ROANOKE TIMES

                         Roanoke Times
                 Copyright (c) 1995, Landmark Communications, Inc.

DATE: FRIDAY, April 5, 1991                   TAG: 9104050165
SECTION: EXTRA                    PAGE: E-1   EDITION: METRO 
SOURCE: MAL VINCENT LANDMARK NEWS SERVICE
DATELINE:                                 LENGTH: Medium


ALBERT BROOKS TACKLES LAUGHTER, LIFE AND DEATH

There is a growing legion of people who think Albert Brooks is the funniest man in America.

They are not discouraged by the fact that he only makes a movie about every five years. At the moment, they are celebrating that there is, at long last, a new Albert Brooks movie on the market - "Defending Your Life," which opens today at Tanglewood Mall in Roanoke. It concerns no less than the comedic side of what happens after death, and it co-stars Meryl Streep.

Bounding into the room in tennis shoes and khaki trousers, Brooks has the clear, cool look of impetuous youth rather than that of a "deep" moviemaker. At 43, he has an open face and an All-American crew cut. He's the poor man's Woody Allen - taking a gentle look at death that would have been bathed in angst if Woody had done it.

The birth pangs of "Defending Your Life" started a long time ago, he says: "It began when I was 12 years old and my father died. That's when I got a head start on wondering where people go.
▬▬▬▬▬▬
TRY IT:
Echo the full newspaper article on Albert Brooks word for word. The entries that follow can be set aside.

DATASET EXTRACT:
▬▬▬▬▬▬
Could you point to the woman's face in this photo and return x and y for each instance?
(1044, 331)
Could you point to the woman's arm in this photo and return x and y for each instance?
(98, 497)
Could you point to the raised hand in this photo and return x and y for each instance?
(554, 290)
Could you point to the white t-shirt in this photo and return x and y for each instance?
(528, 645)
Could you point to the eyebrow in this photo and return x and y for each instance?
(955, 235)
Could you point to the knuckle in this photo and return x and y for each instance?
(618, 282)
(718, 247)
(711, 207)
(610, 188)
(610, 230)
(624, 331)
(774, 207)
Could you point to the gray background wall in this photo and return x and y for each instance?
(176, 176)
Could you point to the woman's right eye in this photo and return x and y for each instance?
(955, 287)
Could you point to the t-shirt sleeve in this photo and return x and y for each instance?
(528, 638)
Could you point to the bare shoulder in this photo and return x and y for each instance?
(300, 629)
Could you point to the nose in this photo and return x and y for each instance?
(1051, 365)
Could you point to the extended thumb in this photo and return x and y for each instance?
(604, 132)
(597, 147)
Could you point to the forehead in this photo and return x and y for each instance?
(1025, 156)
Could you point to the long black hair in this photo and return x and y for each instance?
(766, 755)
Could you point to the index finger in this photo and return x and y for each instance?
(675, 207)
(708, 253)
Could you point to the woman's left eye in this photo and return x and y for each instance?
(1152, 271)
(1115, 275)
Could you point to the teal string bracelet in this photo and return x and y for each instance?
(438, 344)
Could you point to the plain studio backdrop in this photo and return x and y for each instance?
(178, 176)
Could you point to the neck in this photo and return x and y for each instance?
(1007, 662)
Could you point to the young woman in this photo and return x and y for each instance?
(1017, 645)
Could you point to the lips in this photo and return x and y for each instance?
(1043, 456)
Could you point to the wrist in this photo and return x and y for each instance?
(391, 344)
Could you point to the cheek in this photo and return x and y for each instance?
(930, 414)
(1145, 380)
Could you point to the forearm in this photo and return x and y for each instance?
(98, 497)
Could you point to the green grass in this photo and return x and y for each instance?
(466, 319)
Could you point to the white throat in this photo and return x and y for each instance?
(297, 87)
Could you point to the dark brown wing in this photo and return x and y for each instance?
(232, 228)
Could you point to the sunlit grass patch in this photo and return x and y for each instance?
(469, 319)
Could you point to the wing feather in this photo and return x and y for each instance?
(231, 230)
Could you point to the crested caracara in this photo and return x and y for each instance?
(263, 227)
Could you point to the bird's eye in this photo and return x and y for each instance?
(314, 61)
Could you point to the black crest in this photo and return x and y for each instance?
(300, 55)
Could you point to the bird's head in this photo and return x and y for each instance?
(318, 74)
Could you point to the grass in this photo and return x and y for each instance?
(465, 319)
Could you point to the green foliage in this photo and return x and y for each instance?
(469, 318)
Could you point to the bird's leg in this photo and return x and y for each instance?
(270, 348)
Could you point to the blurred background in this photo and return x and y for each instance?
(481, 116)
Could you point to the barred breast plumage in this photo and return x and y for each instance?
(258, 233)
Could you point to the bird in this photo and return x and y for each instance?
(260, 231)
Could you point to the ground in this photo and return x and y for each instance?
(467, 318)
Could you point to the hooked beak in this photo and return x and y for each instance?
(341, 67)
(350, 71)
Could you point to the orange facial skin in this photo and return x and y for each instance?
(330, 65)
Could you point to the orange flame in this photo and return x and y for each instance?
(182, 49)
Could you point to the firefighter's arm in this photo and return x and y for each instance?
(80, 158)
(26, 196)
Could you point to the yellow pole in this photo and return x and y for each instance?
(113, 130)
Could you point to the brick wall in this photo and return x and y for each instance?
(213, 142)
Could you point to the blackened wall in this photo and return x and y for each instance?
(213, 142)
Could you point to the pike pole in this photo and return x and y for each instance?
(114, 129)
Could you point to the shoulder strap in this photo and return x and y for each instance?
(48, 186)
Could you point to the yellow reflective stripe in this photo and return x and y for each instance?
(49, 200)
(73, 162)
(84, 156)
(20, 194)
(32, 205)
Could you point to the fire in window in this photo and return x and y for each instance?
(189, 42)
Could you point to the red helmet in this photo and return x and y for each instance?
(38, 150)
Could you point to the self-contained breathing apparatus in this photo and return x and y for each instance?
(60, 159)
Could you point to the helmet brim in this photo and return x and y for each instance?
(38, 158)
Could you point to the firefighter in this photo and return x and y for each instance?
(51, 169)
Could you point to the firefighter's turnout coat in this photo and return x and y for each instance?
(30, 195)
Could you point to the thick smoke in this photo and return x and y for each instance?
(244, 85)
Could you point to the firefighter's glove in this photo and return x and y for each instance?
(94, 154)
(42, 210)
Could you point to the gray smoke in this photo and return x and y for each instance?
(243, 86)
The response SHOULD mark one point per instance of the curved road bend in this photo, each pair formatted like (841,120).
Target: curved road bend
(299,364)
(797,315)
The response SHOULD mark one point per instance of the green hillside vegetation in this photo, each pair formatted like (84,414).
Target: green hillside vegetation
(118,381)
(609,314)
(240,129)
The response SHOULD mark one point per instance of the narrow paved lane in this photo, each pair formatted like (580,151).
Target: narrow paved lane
▬▬▬▬▬▬
RESULT:
ROANOKE TIMES

                         Roanoke Times
                 Copyright (c) 1995, Landmark Communications, Inc.

DATE: FRIDAY, April 5, 1991                   TAG: 9104050165
SECTION: EXTRA                    PAGE: E-1   EDITION: METRO 
SOURCE: MAL VINCENT LANDMARK NEWS SERVICE
DATELINE:                                 LENGTH: Medium


ALBERT BROOKS TACKLES LAUGHTER, LIFE AND DEATH

There is a growing legion of people who think Albert Brooks is the funniest man in America.

They are not discouraged by the fact that he only makes a movie about every five years. At the moment, they are celebrating that there is, at long last, a new Albert Brooks movie on the market - "Defending Your Life," which opens today at Tanglewood Mall in Roanoke. It concerns no less than the comedic side of what happens after death, and it co-stars Meryl Streep.

Bounding into the room in tennis shoes and khaki trousers, Brooks has the clear, cool look of impetuous youth rather than that of a "deep" moviemaker. At 43, he has an open face and an All-American crew cut. He's the poor man's Woody Allen - taking a gentle look at death that would have been bathed in angst if Woody had done it.

The birth pangs of "Defending Your Life" started a long time ago, he says: "It began when I was 12 years old and my father died. That's when I got a head start on wondering where people go.